**BUT DE L'EXERCICE**
Citez un passage du texte choisi, à partir des mots « Ainsi, l’éditeur japonais » jusqu'aux mots « aval aux développeurs. » inclus.

**TEXTE CHOISI**
····················

Street Fighter X Mega Man reveal trailer
Durée : 02:04

Jusqu’à trois ans d’emprisonnement

Sans cet accord, gare. Face à ce que l’éditeur considère comme une atteinte à ses droits de propriété intellectuelle, il se réserve le droit d’intervenir pour couper l’accès au programme parasite à la source. « Développeur et plates-formes de diffusion encourent des sanctions pénales (jusqu’à trois ans d’emprisonnement et 300 000 euros d’amende) ou civiles (dommages et intérêts demandés par ayant droit) pour contrefaçon », résume l’avocate.

Ainsi, l’éditeur japonais Square Enix est intervenu à plusieurs reprises pour interrompre plusieurs projets autour de sa série Chrono, comme Chrono Resurrection. En 2011, le groupe Bomber Games a lancé un remake du jeu Streets of Rage, de Sega, qui a finalement ordonné le retrait du jeu après avoir donné son aval aux développeurs.

····················

**LISTE DES ENREGISTREMENTS**
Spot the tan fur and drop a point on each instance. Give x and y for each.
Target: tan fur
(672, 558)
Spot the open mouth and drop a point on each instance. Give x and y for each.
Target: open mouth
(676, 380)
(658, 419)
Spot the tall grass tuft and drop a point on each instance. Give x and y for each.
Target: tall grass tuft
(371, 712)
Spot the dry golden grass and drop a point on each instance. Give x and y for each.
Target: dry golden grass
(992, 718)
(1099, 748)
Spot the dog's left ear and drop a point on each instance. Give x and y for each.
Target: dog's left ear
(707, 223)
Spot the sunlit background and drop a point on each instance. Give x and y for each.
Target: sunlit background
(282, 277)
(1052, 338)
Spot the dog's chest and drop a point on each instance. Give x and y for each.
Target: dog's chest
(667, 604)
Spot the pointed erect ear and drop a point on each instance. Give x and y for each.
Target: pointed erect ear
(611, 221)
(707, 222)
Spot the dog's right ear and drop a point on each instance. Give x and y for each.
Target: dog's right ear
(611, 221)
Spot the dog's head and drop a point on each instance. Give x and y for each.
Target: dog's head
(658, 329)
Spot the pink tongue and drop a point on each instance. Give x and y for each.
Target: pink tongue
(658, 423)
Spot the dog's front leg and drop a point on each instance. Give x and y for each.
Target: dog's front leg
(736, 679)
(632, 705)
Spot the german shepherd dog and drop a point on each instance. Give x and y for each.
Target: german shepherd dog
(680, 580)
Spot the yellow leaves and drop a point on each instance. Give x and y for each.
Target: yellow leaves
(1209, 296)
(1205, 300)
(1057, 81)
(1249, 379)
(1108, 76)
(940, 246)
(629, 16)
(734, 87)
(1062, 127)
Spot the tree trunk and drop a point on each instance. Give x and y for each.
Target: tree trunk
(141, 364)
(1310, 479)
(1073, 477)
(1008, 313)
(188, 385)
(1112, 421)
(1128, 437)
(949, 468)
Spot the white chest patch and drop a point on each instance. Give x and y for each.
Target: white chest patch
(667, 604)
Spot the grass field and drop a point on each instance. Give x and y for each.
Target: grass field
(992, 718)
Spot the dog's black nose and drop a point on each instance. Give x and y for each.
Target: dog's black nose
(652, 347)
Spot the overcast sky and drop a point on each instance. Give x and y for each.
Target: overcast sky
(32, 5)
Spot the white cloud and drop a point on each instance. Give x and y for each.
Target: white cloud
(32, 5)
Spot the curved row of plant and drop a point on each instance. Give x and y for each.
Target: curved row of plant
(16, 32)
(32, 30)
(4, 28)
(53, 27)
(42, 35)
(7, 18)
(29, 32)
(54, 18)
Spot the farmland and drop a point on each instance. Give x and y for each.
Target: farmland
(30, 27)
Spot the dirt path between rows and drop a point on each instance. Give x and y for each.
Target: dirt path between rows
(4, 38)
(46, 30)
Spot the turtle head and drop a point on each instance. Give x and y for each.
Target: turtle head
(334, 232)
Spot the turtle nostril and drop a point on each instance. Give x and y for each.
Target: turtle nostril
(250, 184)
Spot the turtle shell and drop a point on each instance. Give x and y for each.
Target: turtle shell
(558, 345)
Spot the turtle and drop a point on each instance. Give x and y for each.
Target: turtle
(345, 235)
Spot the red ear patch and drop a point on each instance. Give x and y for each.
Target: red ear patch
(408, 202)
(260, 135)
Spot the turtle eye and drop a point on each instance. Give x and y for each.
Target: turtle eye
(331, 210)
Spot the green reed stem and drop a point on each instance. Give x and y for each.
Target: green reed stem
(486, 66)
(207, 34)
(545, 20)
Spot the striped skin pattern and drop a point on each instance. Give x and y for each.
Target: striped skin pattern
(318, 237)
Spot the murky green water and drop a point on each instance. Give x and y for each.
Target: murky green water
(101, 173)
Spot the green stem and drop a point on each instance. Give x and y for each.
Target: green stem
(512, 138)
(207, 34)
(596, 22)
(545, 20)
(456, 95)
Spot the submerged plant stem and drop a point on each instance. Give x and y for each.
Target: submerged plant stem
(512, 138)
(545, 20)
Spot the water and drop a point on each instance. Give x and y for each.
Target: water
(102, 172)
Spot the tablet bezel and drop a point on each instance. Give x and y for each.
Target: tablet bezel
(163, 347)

····················

**RÉSULTAT ATTENDU**
Ainsi, l’éditeur japonais Square Enix est intervenu à plusieurs reprises pour interrompre plusieurs projets autour de sa série Chrono, comme Chrono Resurrection. En 2011, le groupe Bomber Games a lancé un remake du jeu Streets of Rage, de Sega, qui a finalement ordonné le retrait du jeu après avoir donné son aval aux développeurs.